'''
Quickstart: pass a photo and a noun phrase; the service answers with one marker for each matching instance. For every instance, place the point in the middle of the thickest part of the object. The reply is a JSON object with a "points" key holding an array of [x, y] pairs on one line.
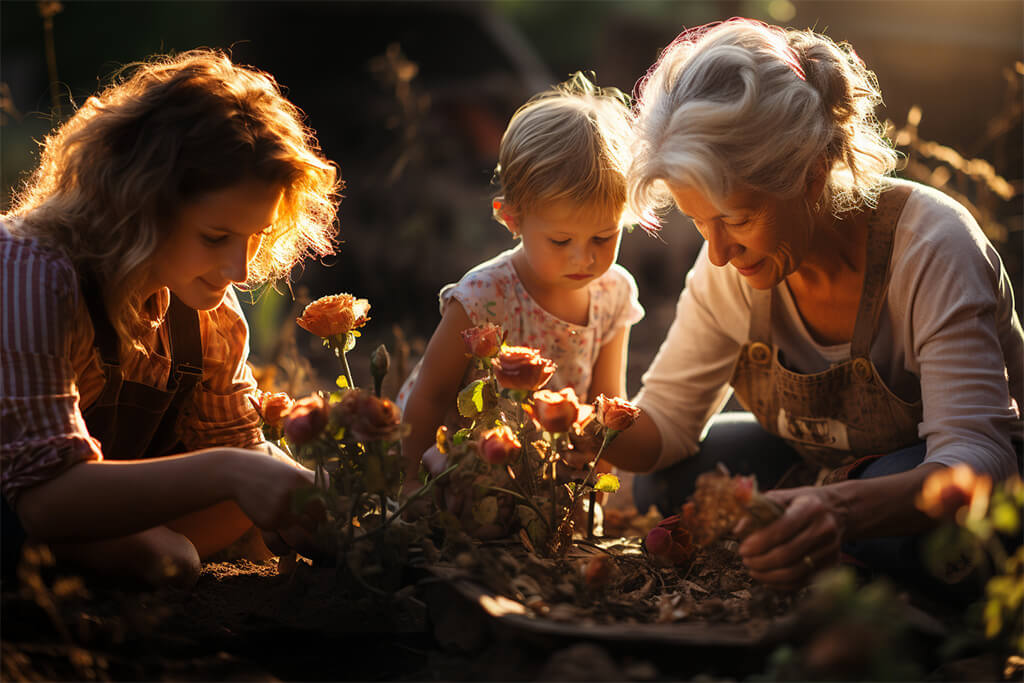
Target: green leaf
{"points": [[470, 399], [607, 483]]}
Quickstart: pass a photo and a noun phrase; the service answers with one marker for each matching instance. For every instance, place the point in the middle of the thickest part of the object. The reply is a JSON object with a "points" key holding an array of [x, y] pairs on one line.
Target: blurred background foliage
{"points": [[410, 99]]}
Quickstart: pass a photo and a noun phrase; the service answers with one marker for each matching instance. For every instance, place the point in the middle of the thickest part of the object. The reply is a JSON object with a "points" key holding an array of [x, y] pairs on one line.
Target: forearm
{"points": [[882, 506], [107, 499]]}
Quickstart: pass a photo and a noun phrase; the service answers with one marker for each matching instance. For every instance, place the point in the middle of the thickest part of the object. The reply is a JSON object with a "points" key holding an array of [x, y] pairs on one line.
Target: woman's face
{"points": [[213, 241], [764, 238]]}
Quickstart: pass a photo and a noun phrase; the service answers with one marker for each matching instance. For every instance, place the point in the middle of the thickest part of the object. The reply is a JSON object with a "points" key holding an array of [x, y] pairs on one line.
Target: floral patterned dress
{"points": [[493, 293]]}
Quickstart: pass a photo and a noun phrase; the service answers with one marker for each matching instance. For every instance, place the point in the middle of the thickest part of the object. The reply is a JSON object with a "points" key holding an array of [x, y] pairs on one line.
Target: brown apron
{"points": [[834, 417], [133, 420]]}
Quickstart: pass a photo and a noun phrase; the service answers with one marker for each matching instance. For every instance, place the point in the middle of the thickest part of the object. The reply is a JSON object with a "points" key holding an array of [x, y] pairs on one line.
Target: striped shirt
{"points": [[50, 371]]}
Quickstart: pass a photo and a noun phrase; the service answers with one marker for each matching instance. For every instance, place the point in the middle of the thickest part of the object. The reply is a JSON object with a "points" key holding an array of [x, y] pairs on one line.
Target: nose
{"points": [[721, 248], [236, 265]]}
'''
任务要求:
请从上面的记录中摘出每一行含有字符串“Target”的内容，逐行照抄。

答案如下:
Target: green leaf
Target: blurred background foliage
Target: forearm
Target: woman's face
Target: floral patterned dress
Target: brown apron
Target: striped shirt
Target: nose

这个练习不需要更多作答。